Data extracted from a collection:
* * * * * * *

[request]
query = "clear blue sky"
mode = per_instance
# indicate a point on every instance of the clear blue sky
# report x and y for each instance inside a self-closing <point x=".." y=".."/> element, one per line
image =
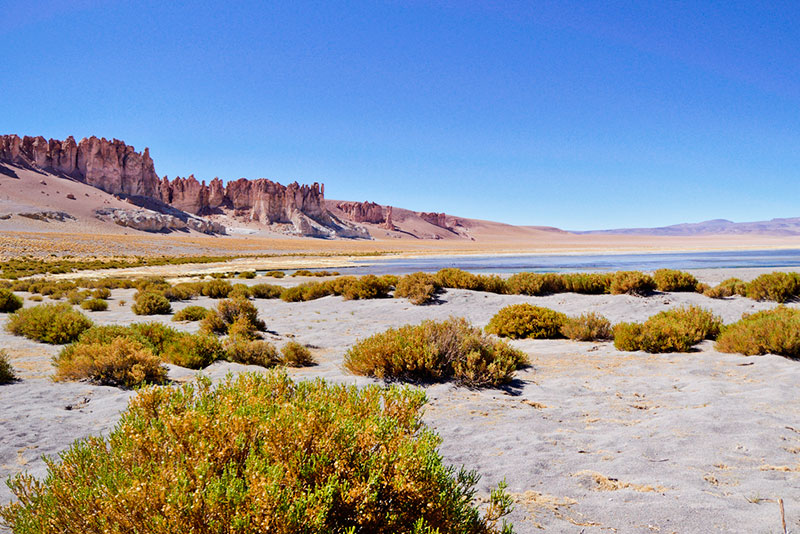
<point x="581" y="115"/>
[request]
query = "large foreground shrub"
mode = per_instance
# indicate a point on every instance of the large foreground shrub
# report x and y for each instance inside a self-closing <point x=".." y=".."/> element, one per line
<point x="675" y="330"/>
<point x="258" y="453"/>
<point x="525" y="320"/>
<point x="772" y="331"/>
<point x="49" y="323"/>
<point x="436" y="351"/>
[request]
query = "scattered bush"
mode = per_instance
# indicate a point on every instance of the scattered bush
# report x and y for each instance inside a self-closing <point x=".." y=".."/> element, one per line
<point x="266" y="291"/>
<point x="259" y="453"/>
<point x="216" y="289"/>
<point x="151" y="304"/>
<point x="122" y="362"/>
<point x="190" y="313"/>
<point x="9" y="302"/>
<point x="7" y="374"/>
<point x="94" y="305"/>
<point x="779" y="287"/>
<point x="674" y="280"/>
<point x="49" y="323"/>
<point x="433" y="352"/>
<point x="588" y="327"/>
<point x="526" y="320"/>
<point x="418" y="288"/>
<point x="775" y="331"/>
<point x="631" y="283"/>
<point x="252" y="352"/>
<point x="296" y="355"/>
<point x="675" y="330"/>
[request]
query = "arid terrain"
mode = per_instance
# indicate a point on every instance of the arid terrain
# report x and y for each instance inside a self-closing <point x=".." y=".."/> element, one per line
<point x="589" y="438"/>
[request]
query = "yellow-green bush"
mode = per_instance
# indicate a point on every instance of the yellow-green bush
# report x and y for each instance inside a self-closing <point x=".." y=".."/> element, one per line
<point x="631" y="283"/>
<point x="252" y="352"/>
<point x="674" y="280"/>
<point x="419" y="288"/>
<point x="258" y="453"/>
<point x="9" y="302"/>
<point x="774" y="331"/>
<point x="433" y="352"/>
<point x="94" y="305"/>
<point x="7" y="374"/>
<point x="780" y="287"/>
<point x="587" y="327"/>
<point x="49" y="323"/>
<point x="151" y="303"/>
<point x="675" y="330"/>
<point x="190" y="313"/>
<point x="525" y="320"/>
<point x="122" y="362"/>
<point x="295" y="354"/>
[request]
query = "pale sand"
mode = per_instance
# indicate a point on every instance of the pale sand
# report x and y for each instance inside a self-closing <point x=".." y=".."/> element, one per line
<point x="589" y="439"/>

* * * * * * *

* _TASK REQUIREMENTS_: Extract all the entries word for word; omit any pictures.

* _FINAL RESULT_:
[request]
query = "clear blue sky"
mode = per_instance
# indicate a point on every instance of the clear blue sky
# report x and y for each instance inside a self-closing <point x=".." y=".."/> element, one per line
image =
<point x="581" y="115"/>
[request]
query = "large foreground shrub"
mode = per_instance
# indicate a point on every instance of the large foreground shrub
# report x and y for each instance inside a self-closing <point x=".." y=".."/> element, one per line
<point x="675" y="330"/>
<point x="258" y="453"/>
<point x="525" y="320"/>
<point x="772" y="331"/>
<point x="49" y="323"/>
<point x="436" y="351"/>
[request]
query = "scattered bush"
mode = per_instance
# indicate a point on every instance of the scattered bush
# report x and y for each instance inside a self-closing <point x=".." y=".."/> element, one per line
<point x="266" y="291"/>
<point x="259" y="453"/>
<point x="216" y="289"/>
<point x="151" y="304"/>
<point x="122" y="362"/>
<point x="190" y="313"/>
<point x="9" y="302"/>
<point x="7" y="374"/>
<point x="94" y="305"/>
<point x="779" y="287"/>
<point x="674" y="280"/>
<point x="49" y="323"/>
<point x="433" y="352"/>
<point x="588" y="327"/>
<point x="526" y="320"/>
<point x="418" y="288"/>
<point x="775" y="331"/>
<point x="631" y="283"/>
<point x="252" y="352"/>
<point x="296" y="355"/>
<point x="675" y="330"/>
[request]
query = "arid terrain"
mode = per_instance
# indicate a point on every instance of the arid terrain
# report x and y for each instance inside a self-closing <point x=".." y=".."/> element, one per line
<point x="589" y="438"/>
[request]
query = "yellow-green bush"
mode = per_instance
# indicate a point on every instance of the yellow-green bush
# report x and y for each instance inside a self-closing <point x=".." y=".."/> element, one per line
<point x="631" y="283"/>
<point x="252" y="352"/>
<point x="674" y="280"/>
<point x="419" y="288"/>
<point x="258" y="453"/>
<point x="9" y="302"/>
<point x="774" y="331"/>
<point x="433" y="352"/>
<point x="94" y="305"/>
<point x="7" y="374"/>
<point x="780" y="287"/>
<point x="587" y="327"/>
<point x="49" y="323"/>
<point x="151" y="303"/>
<point x="675" y="330"/>
<point x="190" y="313"/>
<point x="525" y="320"/>
<point x="122" y="362"/>
<point x="295" y="354"/>
[request]
query = "pale sand"
mode = per_instance
# indicate a point on every instance of the pale sand
# report x and y for each instance inside a self-closing <point x=".." y=".."/> element, one per line
<point x="589" y="439"/>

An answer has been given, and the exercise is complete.